## Work to be completed
Reproduce the listing below without changes, from its first line through the line that contains "<point>469,226</point>", both ends included.

## Information provided
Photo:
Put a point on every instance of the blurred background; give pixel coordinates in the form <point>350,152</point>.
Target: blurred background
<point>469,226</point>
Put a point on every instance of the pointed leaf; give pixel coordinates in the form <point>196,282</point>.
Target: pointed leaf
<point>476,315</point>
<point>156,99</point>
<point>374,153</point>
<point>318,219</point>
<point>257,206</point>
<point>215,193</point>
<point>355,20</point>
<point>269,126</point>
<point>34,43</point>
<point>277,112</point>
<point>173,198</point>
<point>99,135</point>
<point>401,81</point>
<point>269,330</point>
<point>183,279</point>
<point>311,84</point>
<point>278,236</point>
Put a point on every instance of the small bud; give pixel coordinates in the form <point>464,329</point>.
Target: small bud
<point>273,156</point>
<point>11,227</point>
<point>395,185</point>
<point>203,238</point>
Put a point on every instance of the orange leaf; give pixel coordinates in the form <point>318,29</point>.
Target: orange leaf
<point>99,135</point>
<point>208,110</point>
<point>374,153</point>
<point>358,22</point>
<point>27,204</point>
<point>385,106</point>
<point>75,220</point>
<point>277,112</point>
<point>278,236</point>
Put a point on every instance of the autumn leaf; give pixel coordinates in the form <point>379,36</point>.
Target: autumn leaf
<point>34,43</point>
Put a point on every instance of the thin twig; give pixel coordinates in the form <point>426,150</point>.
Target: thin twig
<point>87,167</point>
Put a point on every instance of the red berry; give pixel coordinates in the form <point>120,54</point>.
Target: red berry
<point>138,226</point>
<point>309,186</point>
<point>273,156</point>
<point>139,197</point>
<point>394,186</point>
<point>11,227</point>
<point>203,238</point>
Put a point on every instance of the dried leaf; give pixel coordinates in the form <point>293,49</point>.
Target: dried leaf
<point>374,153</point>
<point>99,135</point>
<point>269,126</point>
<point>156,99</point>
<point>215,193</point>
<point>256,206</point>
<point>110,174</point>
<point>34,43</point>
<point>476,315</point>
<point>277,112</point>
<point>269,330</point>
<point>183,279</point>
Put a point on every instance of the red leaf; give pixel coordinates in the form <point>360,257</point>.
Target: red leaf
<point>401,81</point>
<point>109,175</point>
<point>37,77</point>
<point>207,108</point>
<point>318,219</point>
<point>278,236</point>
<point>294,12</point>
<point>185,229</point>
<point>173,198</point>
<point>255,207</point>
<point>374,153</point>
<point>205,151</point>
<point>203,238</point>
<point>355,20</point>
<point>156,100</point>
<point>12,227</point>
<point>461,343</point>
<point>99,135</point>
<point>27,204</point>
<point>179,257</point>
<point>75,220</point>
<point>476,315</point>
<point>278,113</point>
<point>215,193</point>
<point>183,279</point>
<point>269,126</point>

## Result
Photo:
Put a point on every instance of the blurred background; give pixel coordinates in the form <point>350,152</point>.
Target: blurred background
<point>469,226</point>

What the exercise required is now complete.